WHAT YOU NEED TO DO ▸ Rewrite the stretch of rows below from the line that contains "of the wall-mounted" through the line that contains "pixel 490 180", both included, keeping the requests and multiplying every pixel coordinate in the answers by 2.15, rounded to whole numbers with halves rounded up. Leave every other part of those lines unchanged.

>> START

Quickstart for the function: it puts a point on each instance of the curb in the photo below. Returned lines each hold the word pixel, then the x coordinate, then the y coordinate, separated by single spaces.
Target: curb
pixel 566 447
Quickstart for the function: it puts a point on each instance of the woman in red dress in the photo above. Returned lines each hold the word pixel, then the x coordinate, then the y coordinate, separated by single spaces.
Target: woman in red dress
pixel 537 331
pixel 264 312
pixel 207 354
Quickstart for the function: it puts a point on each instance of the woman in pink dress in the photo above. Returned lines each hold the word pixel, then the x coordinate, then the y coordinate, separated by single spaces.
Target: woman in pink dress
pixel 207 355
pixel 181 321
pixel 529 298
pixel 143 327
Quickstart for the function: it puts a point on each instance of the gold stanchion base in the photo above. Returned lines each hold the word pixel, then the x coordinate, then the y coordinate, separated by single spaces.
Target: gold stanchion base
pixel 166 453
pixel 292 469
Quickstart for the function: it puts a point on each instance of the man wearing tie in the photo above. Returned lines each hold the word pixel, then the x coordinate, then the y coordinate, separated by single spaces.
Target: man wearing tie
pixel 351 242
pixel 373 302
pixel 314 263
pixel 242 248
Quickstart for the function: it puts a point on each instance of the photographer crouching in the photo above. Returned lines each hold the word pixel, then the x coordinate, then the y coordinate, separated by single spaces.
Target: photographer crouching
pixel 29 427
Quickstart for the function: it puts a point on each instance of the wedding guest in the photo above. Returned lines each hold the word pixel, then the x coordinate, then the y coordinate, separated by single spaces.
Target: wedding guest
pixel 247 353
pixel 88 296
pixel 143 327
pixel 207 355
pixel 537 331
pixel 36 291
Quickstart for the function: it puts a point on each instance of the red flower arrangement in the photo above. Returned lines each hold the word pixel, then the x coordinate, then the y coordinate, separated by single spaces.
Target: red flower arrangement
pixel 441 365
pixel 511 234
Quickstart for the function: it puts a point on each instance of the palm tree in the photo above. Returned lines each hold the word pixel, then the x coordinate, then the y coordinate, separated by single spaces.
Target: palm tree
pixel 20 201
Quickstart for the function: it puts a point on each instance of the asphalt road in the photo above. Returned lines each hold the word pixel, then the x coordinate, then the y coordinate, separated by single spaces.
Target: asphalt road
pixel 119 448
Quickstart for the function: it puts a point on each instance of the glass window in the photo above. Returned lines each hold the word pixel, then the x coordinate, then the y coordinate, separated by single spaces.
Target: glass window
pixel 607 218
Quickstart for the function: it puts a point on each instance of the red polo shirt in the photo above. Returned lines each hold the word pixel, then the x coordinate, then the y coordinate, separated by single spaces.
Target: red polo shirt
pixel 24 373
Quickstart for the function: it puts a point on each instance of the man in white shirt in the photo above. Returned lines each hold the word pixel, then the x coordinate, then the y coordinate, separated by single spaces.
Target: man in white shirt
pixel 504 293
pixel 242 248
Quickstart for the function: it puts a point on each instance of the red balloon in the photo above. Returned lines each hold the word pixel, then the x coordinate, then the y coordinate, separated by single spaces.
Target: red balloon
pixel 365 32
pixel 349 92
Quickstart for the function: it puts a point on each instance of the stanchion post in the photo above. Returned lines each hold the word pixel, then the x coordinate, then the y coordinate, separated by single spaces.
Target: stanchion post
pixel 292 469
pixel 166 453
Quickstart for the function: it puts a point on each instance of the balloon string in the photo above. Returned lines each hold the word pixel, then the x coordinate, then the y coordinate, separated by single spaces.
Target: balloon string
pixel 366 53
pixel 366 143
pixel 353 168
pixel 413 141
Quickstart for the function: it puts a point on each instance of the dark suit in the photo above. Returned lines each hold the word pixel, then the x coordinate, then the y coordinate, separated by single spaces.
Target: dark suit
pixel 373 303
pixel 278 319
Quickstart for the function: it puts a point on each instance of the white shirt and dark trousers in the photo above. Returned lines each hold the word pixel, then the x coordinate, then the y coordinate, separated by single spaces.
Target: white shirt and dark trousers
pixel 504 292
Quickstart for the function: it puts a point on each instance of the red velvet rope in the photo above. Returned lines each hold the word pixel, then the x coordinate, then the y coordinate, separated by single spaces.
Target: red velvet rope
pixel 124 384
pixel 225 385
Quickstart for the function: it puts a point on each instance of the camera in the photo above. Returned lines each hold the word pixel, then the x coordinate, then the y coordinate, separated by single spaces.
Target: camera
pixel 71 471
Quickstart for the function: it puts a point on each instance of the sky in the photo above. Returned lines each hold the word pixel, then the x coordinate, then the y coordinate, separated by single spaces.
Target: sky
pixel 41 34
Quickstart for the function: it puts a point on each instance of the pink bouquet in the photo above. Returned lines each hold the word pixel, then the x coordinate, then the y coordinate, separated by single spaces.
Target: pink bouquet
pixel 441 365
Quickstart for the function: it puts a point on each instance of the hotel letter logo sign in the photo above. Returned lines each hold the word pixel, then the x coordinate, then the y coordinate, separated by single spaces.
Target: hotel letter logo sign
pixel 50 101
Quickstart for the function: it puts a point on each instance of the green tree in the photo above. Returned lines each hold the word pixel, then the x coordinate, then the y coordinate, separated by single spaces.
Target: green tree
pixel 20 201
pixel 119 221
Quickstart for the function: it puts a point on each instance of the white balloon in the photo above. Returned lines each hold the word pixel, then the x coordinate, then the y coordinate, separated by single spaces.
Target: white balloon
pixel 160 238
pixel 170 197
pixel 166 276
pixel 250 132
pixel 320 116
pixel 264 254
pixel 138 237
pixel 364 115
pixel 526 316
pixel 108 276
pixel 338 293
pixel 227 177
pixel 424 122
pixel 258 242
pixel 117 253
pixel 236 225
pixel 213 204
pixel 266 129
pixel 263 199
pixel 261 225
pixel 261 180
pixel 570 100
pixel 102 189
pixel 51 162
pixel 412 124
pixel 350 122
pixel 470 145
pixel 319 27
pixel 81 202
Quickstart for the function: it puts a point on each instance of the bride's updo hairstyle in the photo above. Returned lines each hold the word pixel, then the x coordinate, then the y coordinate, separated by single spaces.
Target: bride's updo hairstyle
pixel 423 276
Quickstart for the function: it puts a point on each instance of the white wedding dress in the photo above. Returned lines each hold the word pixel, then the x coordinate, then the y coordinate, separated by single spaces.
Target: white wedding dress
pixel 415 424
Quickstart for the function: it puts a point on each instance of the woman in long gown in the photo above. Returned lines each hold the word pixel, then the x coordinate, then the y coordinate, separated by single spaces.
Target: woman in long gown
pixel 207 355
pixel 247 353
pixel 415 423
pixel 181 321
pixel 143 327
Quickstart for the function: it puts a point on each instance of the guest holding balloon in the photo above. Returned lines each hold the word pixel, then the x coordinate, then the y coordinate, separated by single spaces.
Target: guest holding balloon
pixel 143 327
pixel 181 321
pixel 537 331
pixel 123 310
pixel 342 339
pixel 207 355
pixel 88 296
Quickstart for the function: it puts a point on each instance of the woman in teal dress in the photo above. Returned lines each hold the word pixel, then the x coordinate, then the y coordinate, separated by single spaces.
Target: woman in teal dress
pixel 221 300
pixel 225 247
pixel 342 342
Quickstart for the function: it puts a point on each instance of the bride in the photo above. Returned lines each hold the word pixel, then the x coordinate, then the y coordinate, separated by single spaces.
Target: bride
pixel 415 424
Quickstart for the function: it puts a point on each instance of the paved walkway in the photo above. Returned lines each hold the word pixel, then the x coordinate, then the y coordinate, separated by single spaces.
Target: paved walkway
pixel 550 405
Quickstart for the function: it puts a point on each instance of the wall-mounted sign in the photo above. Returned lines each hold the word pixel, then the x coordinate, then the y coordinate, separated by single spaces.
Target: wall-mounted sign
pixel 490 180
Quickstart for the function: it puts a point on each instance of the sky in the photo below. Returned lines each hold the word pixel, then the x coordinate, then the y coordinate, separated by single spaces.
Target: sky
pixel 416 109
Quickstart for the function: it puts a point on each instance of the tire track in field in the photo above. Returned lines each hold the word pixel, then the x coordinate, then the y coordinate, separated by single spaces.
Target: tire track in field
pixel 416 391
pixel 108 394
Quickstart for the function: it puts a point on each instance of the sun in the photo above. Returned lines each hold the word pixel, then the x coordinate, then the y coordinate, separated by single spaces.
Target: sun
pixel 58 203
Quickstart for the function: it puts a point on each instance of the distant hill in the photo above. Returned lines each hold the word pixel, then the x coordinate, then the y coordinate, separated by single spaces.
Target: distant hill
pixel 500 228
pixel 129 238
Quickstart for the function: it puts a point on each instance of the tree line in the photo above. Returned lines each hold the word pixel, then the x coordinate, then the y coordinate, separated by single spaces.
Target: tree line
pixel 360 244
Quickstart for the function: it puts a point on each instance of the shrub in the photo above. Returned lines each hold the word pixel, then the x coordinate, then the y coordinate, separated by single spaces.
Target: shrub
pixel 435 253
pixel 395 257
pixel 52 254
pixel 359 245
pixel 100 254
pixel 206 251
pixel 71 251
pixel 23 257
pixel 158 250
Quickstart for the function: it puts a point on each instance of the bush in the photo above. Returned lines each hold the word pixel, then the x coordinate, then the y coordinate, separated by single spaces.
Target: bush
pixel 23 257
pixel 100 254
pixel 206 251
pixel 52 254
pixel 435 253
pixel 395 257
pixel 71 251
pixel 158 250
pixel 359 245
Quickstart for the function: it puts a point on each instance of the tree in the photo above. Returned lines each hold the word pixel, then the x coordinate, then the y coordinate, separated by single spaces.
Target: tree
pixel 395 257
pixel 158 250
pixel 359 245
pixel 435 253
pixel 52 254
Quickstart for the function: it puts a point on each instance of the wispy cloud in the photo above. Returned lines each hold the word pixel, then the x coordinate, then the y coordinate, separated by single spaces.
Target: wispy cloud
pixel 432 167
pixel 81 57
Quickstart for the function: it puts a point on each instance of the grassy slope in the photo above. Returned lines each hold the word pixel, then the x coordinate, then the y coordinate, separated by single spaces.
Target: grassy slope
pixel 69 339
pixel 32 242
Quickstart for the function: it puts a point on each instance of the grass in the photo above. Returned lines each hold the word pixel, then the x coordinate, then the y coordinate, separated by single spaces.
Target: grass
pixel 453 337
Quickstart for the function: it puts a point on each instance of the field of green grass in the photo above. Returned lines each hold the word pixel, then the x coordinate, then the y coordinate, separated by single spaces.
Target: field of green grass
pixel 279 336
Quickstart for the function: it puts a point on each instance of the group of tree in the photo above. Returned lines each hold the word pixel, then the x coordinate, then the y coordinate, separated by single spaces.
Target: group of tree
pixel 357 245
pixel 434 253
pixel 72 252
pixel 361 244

>> END

REPLY TO THE EXERCISE ▸
Quickstart for the function: it puts a point on each instance of the wall-mounted sign in the photo above. Returned lines each hold the word pixel, then the x coordinate, then the y coordinate, separated by single spaces.
Target: wall-mounted sign
pixel 1054 387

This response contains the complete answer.